### What this exercise asks:
- A) Translate this sentence from the forum post on P2P data marketplace economics into Spanish: "Whenever data is exchanged between peers there is a risk of data being corrupt or manipulated."
- B) Write the next part of the forum post on economics for a P2P data marketplace, picking up right after its final sentence.

### Text excerpt:

(begin)

Economics for P2P (RPC) data marketplace

Preface

Hi Everyone! Im quite new in this forum and this is my first post. After reading welcome notes I see there is a goal set for increasing economic incentive confluence in all aspects of the Ethereum protocol.

I want to bring this up because I am looking to understand whether there is anyone or any research groups that are working in this direction and if help is needed in that direction.

Abstract

Every rational participant who is looking to participate in Ethereum protocol network will be looking to maximise his earnings while cutting down costs such as occur from expensive hardware, high energy costs, amount of data stored and network traffic consumed.

From the network perspective, however opposite qualities of node operators required - the security guarantees, privacy, censorship resistance and overall speed and accessibility imply that nodes should willing to exchange data to the maximum extends, store data indefinitely.

I invite in this topic to discuss and find out solutions that can model such system as a demand and offer market with a goal to create financial model and possibly touch some technical implementation details how such could be implemented.

Problems

1) Financial incentivise to communicate with light nodes are missing

Most of blockchain users do not run their nodes in order to connect to Ethereum. Instead most projects and individuals prefer using RPC endpoint providers, who pose a centralisation risk and can be seen as web2.0 legacy solution that just solved issue for those who were unable to launch their node.

Common scenario for light nodes attempting to speak to full nodes is that counterpart simply refuses connection;
From rational standpoint it makes sense as even reading state requires some processing to be done by the node for each connected end-user and that must be somehow compensated in order to be sustainable.

This creates problem of free endpoints being slow or unresponsive and even paid RPC endpoints will throttle connection and apply rate limits;

2) Data retention

Today Ethereum archive node state will be growing over time. AFAIK (correct me if Im wrong) in current model, even with sharding - amount of data stored in the Ethereum can be expressed as \lim_{t\to\infty} f(t)=\infty which obviously will not be sustainable in long run and will make syncing node times impractical in some future

3) Geospatial centralisation

Already raised in geographical decentralisation discussion so I won’t stop much on this, but obviously may be solved by if financial incentivises for Node runners are in place that allow to benefit from running in remote locations

4) Data validity

Whenever data is exchanged between peers there is a risk of data being corrupt or manipulated. If application developer today connects to RPC endpoint and reads some on-chain state - most of the time he will not bother checking block headers to ensure that state he got actually makes sense from chain integrity standpoint.

(end)

### Data extract:

(begin)

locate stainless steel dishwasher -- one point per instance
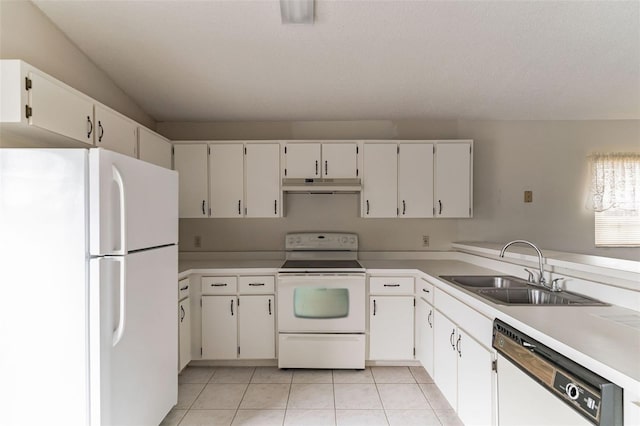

(end)

### Task answers:
- A) Siempre que se intercambian datos entre pares, existe el riesgo de que los datos estén corruptos o manipulados.

- B)
Thoughts on possible solution

Decentralized marketplace model

Nodes can offer their quotas for read/write operations as well as some latency guarantees and light-nodes set prices they are ready to pay;

In a simple manner we can imagine chain-entry point marketplace implemented as various nodes or clusters of nodes offering their services on some conditions which can vary from cluster to cluster; Same manner today the RPC providers do their business;

Clients who want to operate with the cluster must enter the contract conditions by locking asset as payment guarantee and store any extra on-chain data that is required for particular SLA to operate if any.

Light nodes

Incentivise to run instead of wallet

Ideally, we want every user actually run his own node.

Light nodes fit in perfectly well for validating that read data is indeed correct and can resolve problem of data validity.

If we have decentralised market model for p2p data, than light nodes themselves can act as data relays and caches by re-distributing data to the peers and further optimising network traffic and can be explored on it’s own as financial incentivise to run light-nodes in mass or providing access in a bottle-neck geospatial cases.

Bootstrap incentivise

One issue when booting in to p2p network is that you need to have an access to bootstrapping nodes. And since new peer is using bootstrap nodes - obviously he might be a low (zero) value to the network (has 0 Eth value).
With a marketplace model, bootstrapping node can actually require newcomer to perform some work - cache data or distribute traffic in order to gain some credit and therefore even public/free rpc endpoints operating under such protocol can be financially incentivised.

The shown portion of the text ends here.